> _Passage donné_
Le vulgaire croit que la mode n’existe que pour les habits et les spectacles.
Mais il y a des modes pour tout :
Pour l’esprit;-les mœurs; -les sentiments;-les passions;-le cœur;-les idées;- les hommes;-les goûts;- les manies ;-les caractères.
Hélas! l’opinion du jour, n’est-ce pas la mode ?
Seulement, lorsque la mode ne s’applique pas au costume, elle s’appelle la vogue.
C’est ce mot qui trompe le vulgaire qui ne sait pas :
Que tout ce qui est à la mode aujourd’hui a disparu, reparu, pour disparaître de nouveau; – que tous les sentiments, les passions, les idées, les caprices, les plaisirs, les beautés, ont eu leur jour de mode et qu’ils l’auront encore ;- que la mode tourne enfin dans un cercle plus ou moins large, mais où il faut toujours repasser;
Et qui s’imagine pour cela que la dernière invention de la mode est la meilleure forme, le progrès définitif.

> _Liste de tâches_
**1)** Modifiez les lignes des enregistrements, du début de ceux-ci jusqu'à la ligne contenant « coordinates: whole pixels, x », en remplaçant « top-left corner » par « upper-left corner » sans rien changer d'autre.
**2)** Donnez la suite du texte sur la mode, à partir de sa dernière phrase.

> _Enregistrements affichés_

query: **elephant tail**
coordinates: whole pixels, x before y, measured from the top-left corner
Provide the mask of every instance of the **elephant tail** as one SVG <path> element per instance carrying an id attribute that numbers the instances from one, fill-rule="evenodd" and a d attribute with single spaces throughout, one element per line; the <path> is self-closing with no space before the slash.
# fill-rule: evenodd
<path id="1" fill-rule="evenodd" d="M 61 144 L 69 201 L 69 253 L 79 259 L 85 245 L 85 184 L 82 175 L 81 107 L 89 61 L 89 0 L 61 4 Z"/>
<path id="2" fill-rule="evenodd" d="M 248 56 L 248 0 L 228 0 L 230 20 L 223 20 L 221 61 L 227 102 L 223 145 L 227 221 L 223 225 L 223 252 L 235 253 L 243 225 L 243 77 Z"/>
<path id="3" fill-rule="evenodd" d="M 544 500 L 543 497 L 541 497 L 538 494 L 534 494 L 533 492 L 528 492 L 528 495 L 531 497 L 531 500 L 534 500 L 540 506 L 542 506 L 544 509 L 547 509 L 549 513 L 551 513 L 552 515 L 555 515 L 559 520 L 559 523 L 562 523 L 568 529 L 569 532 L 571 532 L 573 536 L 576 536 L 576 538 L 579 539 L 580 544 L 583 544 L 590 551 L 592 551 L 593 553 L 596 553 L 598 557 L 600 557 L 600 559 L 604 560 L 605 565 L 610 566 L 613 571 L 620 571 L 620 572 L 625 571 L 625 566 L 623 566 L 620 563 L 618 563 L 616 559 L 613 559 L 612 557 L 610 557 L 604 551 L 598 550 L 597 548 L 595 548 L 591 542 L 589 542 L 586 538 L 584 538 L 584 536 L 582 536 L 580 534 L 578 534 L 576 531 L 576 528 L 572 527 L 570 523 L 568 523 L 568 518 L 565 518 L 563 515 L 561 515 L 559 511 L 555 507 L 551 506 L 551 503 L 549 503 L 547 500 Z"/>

> _Réponses écrites_
**1)**
query: **elephant tail**
coordinates: whole pixels, x before y, measured from the upper-left corner

**2)**
Qui établit la mode? Qui l’invente?
Certaines gens n’ont d’autre rêve que de faire la mode un jour ou l’autre; les uns par intérêt, les autres par vanité, sans que jamais personne soit sûr d’y parvenir.
Tantôt c’est le plus haut rang qui l’invente, tantôt le plus bas; tantôt tout le monde; tantôt l’esprit et tantôt la sottise ; tantôt une grande dame et tantôt une courtisane; tantôt un marchand, tantôt un excentrique.

Être à la mode sans cesse et pour tout est la grande préoccupation des sots, qui y parviennent bien plus que les autres.
Ceux-ci doivent-ils le regretter ?
Quand ils voient tant de sots qui y sont, qui s’y précipitent, qui s’y culbutent, qui en tombent, et quels efforts, quelles misères, quelles flatteries, quels ménagements, quel labeur il faut pour s’y maintenir un jour et être oublié le lendemain, les honnêtes gens et les gens d’esprit doivent se consoler.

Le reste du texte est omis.